§ Written problem
Starting with the line containing "Could you please point out the stone building" and going through the line containing "(1098, 123)", copy the records with "stone" switched to "brick" and everything else unchanged.

Location annotation dataset excerpts
--

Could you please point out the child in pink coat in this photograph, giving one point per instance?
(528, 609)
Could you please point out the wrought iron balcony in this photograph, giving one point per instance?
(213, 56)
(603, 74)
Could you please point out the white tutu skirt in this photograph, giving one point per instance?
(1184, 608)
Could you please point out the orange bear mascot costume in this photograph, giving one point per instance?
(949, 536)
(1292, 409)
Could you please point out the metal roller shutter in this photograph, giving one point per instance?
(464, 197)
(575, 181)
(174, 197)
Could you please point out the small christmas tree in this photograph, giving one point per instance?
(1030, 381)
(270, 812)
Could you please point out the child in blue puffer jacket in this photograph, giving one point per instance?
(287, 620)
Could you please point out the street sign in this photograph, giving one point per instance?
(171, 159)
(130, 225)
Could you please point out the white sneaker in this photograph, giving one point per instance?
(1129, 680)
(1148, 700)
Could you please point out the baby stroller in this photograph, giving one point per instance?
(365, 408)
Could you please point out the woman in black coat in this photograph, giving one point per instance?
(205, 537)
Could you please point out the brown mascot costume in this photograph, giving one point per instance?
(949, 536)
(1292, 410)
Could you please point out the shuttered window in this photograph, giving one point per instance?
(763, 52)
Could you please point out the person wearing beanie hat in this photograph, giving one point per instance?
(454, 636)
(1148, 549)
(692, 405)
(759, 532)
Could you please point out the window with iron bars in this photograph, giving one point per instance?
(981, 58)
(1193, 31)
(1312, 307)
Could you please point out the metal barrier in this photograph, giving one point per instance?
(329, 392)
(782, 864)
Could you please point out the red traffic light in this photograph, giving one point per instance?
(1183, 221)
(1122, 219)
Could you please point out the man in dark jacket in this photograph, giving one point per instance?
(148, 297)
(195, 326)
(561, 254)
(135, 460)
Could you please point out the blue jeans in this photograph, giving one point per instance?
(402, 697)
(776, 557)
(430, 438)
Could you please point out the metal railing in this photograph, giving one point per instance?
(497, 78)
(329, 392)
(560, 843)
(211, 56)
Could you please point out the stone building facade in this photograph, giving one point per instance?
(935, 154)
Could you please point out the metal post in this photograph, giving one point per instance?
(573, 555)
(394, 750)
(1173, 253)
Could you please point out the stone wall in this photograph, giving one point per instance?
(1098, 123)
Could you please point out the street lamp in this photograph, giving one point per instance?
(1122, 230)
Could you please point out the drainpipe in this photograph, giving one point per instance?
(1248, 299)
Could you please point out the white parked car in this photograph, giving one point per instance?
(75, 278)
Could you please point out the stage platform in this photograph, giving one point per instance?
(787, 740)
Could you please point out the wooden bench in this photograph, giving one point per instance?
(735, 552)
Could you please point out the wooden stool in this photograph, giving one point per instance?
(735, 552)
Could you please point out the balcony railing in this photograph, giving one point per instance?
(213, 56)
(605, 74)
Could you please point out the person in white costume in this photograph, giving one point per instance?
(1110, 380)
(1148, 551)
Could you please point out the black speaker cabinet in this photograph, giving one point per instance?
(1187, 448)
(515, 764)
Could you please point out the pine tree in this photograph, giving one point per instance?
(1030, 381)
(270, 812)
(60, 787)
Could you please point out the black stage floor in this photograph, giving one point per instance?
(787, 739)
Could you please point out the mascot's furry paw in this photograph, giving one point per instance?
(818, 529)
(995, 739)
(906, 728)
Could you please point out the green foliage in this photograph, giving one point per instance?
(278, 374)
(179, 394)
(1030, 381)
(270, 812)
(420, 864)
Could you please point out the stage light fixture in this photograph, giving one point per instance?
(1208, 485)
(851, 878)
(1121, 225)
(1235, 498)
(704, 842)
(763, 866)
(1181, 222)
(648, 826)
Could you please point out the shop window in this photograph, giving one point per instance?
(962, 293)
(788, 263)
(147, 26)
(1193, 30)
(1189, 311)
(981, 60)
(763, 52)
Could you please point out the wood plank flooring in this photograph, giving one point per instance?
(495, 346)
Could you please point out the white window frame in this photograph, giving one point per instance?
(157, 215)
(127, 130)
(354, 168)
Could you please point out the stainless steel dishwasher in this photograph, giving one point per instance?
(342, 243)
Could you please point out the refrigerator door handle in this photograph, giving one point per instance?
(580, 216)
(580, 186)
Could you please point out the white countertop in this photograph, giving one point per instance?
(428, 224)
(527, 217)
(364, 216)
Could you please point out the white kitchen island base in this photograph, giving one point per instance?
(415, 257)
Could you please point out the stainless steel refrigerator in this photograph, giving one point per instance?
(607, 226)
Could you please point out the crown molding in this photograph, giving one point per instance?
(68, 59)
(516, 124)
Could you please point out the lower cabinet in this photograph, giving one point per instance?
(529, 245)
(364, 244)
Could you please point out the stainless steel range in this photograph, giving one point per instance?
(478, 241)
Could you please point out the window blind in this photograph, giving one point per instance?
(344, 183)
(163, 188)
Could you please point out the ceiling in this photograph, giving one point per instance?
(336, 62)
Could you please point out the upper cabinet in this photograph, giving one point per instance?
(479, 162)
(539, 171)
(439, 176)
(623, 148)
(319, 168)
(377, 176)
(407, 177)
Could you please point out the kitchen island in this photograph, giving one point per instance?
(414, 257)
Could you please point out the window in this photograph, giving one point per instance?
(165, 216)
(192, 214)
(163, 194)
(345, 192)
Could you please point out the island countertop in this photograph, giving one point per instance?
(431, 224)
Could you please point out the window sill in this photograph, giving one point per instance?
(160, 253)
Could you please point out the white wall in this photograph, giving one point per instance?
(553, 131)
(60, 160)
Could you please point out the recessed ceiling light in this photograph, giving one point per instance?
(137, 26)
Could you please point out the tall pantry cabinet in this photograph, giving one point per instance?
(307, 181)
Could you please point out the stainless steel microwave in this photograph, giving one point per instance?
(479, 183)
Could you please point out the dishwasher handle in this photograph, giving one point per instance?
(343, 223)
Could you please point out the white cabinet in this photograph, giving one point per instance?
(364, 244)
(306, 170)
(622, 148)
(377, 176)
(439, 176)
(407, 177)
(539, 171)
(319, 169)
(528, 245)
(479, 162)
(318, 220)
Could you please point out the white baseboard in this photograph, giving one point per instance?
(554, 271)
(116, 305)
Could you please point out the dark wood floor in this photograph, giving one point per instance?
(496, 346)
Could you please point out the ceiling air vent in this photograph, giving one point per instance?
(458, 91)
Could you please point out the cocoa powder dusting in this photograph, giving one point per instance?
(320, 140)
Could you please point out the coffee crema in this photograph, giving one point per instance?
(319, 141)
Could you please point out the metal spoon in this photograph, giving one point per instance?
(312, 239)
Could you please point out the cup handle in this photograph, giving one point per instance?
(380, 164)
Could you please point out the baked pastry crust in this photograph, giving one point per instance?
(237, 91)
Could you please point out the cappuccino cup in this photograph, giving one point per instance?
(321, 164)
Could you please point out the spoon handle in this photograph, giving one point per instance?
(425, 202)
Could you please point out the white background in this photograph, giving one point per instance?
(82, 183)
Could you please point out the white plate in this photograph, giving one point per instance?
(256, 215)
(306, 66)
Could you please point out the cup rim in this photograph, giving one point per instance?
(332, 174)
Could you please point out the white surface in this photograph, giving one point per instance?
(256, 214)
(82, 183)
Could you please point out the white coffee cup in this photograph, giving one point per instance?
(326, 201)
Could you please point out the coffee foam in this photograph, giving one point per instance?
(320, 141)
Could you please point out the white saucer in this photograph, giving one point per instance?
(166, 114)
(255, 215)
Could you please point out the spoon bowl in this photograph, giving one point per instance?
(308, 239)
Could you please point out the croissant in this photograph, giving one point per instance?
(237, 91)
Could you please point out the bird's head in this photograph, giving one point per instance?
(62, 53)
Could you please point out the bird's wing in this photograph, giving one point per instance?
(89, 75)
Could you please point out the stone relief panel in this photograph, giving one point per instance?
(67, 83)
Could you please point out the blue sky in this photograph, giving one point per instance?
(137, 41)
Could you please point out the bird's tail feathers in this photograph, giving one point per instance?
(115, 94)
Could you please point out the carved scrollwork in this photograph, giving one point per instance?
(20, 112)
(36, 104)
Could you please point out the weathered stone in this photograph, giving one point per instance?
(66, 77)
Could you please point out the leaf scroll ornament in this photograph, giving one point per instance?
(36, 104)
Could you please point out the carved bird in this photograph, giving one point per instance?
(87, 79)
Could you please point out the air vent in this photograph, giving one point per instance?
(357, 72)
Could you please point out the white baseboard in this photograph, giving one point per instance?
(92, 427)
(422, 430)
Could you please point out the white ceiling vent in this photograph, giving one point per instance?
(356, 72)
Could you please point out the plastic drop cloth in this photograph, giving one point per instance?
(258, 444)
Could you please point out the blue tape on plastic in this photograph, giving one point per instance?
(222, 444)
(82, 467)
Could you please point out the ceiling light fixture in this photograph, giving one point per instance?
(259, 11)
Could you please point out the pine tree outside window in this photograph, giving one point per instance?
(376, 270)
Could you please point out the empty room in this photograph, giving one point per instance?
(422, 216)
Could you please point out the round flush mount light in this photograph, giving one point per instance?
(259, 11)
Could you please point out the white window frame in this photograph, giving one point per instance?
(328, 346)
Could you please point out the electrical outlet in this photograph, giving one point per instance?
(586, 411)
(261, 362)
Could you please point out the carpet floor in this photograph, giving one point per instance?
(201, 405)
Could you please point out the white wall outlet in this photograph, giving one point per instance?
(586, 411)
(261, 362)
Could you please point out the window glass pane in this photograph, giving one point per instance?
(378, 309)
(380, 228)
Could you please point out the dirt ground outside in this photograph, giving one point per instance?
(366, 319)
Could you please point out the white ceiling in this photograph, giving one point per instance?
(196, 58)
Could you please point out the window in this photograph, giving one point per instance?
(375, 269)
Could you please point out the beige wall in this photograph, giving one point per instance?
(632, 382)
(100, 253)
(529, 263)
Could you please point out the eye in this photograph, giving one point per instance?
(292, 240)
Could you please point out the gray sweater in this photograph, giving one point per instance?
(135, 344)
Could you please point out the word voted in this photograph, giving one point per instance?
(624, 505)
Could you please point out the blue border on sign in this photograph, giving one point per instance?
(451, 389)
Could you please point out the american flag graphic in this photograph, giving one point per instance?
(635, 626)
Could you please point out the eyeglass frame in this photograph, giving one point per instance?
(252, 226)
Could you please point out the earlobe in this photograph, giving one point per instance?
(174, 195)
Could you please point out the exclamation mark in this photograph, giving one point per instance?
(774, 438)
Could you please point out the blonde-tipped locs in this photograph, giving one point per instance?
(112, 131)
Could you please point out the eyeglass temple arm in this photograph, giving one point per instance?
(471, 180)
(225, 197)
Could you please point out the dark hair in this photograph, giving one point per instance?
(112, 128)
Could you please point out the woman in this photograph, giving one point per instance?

--

§ Full answer
Could you please point out the brick building facade in this photograph, giving one point per instance?
(935, 154)
Could you please point out the metal post in this photograph, giving one point per instance?
(573, 555)
(394, 750)
(1173, 253)
Could you please point out the brick wall in this photograph, giving one point per instance?
(1098, 123)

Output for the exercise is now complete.